Copy the line with "Annotation task — locate each instance of the flower" and all lines following it through the last line of the entries, exactly as written.

[START Data shown]

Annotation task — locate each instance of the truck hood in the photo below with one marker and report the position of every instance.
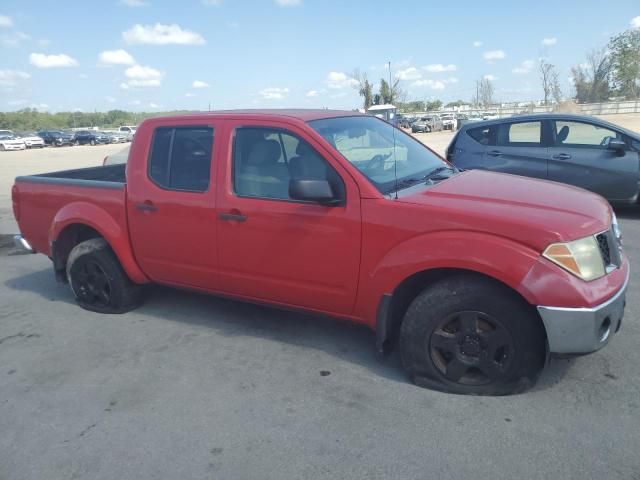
(533, 212)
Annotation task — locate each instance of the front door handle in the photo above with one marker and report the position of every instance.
(232, 217)
(146, 207)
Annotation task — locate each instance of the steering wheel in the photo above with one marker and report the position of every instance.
(376, 162)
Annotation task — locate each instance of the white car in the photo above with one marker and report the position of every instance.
(129, 130)
(30, 139)
(10, 142)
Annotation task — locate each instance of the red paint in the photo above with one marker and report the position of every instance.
(335, 260)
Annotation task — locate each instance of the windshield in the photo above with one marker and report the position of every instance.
(367, 143)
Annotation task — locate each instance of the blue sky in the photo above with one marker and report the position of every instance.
(163, 55)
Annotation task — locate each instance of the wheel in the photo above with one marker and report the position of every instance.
(471, 335)
(98, 281)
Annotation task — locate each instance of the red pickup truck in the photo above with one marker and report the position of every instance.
(476, 276)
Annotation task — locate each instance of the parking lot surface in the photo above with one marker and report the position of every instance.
(190, 386)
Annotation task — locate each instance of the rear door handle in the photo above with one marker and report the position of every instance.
(146, 207)
(232, 217)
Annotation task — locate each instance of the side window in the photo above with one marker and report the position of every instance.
(521, 134)
(181, 158)
(264, 160)
(578, 134)
(482, 135)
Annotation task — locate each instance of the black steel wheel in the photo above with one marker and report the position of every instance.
(98, 281)
(469, 334)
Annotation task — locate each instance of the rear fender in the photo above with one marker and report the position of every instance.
(91, 215)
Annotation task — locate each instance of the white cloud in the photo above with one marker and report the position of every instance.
(13, 39)
(340, 80)
(492, 55)
(41, 60)
(134, 3)
(288, 3)
(160, 34)
(439, 68)
(524, 68)
(11, 78)
(273, 93)
(411, 73)
(116, 57)
(432, 84)
(140, 76)
(6, 21)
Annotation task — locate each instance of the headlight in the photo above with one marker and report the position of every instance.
(580, 257)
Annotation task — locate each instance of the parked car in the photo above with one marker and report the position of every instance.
(479, 275)
(429, 123)
(31, 139)
(8, 141)
(116, 158)
(91, 137)
(449, 121)
(56, 138)
(128, 130)
(579, 150)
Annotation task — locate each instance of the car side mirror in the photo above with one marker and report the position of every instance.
(313, 190)
(617, 146)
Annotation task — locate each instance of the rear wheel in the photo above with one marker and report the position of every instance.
(98, 281)
(470, 335)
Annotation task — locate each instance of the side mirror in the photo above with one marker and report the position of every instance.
(616, 145)
(312, 190)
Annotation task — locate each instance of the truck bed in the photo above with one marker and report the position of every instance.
(109, 176)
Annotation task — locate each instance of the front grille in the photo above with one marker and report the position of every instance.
(609, 249)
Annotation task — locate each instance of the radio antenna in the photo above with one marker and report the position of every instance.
(395, 161)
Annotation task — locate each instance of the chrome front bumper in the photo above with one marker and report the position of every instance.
(583, 330)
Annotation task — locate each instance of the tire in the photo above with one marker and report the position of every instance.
(470, 335)
(98, 281)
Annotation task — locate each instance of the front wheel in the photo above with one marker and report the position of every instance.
(468, 334)
(98, 281)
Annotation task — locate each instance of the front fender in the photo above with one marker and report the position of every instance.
(91, 215)
(495, 256)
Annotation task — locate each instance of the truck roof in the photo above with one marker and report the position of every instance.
(301, 114)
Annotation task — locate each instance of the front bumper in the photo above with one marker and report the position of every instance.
(583, 330)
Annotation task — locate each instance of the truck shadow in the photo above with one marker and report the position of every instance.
(346, 341)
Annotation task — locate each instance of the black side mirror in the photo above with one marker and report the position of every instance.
(312, 190)
(617, 146)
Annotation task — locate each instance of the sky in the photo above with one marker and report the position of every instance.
(146, 55)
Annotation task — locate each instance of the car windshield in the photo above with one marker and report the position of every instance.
(368, 144)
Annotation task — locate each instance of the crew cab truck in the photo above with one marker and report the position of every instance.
(475, 276)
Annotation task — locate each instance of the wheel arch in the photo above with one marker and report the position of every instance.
(82, 221)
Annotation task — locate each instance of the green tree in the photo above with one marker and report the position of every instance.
(625, 59)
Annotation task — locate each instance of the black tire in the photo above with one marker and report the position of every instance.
(98, 281)
(468, 334)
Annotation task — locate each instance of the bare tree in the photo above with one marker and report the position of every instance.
(484, 95)
(364, 87)
(550, 82)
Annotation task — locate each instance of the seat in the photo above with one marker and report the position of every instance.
(261, 174)
(563, 134)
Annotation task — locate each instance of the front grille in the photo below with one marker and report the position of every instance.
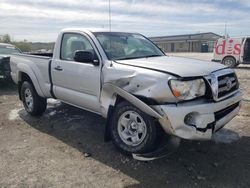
(222, 113)
(227, 84)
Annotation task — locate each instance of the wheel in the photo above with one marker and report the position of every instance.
(230, 62)
(133, 131)
(33, 103)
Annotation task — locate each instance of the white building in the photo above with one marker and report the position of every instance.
(201, 42)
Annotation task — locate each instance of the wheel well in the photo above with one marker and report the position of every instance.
(24, 77)
(229, 56)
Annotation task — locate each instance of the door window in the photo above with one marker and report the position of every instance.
(72, 43)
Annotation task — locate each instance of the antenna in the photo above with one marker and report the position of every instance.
(225, 29)
(109, 17)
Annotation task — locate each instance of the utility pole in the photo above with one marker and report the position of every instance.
(109, 17)
(225, 30)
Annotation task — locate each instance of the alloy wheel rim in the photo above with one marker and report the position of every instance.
(132, 128)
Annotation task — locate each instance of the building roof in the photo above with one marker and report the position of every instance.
(6, 45)
(198, 36)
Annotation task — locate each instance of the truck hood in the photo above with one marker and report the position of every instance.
(179, 66)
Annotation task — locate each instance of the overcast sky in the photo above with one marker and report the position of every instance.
(41, 20)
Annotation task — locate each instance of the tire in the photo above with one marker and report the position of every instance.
(133, 131)
(230, 62)
(32, 102)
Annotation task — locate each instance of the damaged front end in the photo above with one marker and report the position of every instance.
(149, 91)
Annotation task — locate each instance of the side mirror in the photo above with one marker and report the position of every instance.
(85, 57)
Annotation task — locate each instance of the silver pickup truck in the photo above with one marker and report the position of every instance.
(129, 81)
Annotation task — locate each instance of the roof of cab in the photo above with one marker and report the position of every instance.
(86, 29)
(6, 45)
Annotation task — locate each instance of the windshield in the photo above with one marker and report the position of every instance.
(8, 50)
(118, 46)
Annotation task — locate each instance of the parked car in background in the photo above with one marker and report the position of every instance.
(232, 51)
(5, 51)
(129, 81)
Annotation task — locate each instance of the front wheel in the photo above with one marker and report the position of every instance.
(33, 103)
(133, 131)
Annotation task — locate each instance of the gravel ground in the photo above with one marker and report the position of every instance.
(65, 148)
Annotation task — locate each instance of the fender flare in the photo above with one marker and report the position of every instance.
(23, 68)
(108, 99)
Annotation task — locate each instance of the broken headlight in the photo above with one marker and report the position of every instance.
(187, 90)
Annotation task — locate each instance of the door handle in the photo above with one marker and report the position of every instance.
(58, 68)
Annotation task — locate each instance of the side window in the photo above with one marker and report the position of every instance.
(72, 43)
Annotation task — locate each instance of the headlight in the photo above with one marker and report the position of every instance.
(187, 90)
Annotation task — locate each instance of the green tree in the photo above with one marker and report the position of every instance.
(6, 38)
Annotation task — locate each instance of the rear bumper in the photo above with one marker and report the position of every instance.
(198, 120)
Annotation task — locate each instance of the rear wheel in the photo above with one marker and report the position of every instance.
(133, 131)
(33, 103)
(230, 62)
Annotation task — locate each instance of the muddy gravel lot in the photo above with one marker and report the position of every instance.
(65, 148)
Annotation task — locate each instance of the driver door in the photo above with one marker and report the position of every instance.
(77, 83)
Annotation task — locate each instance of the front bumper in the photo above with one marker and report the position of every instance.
(198, 120)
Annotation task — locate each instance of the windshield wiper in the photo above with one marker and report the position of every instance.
(154, 55)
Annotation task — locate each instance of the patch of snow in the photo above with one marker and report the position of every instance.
(225, 136)
(52, 113)
(13, 115)
(53, 101)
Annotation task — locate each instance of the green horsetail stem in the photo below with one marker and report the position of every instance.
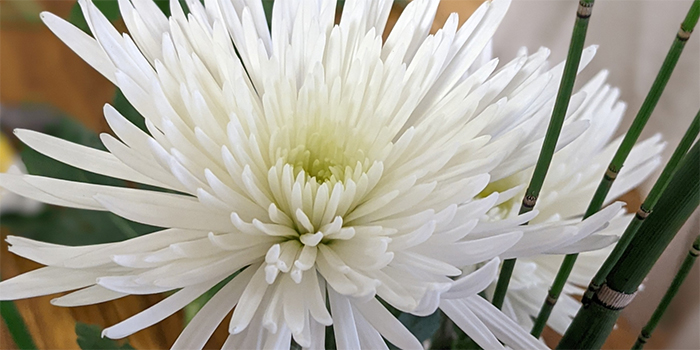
(561, 104)
(646, 207)
(645, 334)
(595, 320)
(623, 151)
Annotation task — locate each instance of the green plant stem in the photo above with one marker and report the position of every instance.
(623, 151)
(646, 207)
(561, 104)
(645, 334)
(595, 320)
(16, 326)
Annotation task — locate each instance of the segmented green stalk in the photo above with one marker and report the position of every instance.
(622, 152)
(561, 104)
(646, 207)
(645, 334)
(595, 320)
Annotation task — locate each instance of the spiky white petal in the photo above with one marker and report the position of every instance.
(316, 161)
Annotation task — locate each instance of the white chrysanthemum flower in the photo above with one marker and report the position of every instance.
(325, 166)
(569, 187)
(10, 162)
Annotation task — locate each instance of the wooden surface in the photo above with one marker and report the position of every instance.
(36, 67)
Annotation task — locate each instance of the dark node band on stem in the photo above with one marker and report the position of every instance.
(611, 173)
(642, 213)
(684, 34)
(694, 250)
(529, 201)
(643, 337)
(612, 299)
(585, 9)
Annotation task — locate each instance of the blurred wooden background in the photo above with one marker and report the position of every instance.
(36, 67)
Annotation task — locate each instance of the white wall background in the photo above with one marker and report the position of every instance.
(634, 37)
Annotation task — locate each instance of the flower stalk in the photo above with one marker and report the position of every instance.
(578, 37)
(646, 332)
(646, 207)
(623, 151)
(595, 320)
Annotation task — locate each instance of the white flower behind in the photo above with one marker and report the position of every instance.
(571, 182)
(322, 164)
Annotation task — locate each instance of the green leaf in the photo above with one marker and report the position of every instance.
(110, 8)
(192, 308)
(123, 106)
(90, 338)
(422, 327)
(66, 225)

[END Data shown]

Full response
Annotation task — locate each instance of the flower stalk in the photo above with one marker and report the position of every instance.
(578, 37)
(646, 332)
(646, 207)
(623, 151)
(595, 320)
Annotation task — locate each instance of the white flower behind in the photo above with one marker and report the position of every instance.
(571, 182)
(322, 164)
Annotation task — locate each instance of the green leaf in the photo above with one marker and report the position of every instance.
(110, 8)
(192, 308)
(123, 106)
(90, 338)
(422, 327)
(66, 225)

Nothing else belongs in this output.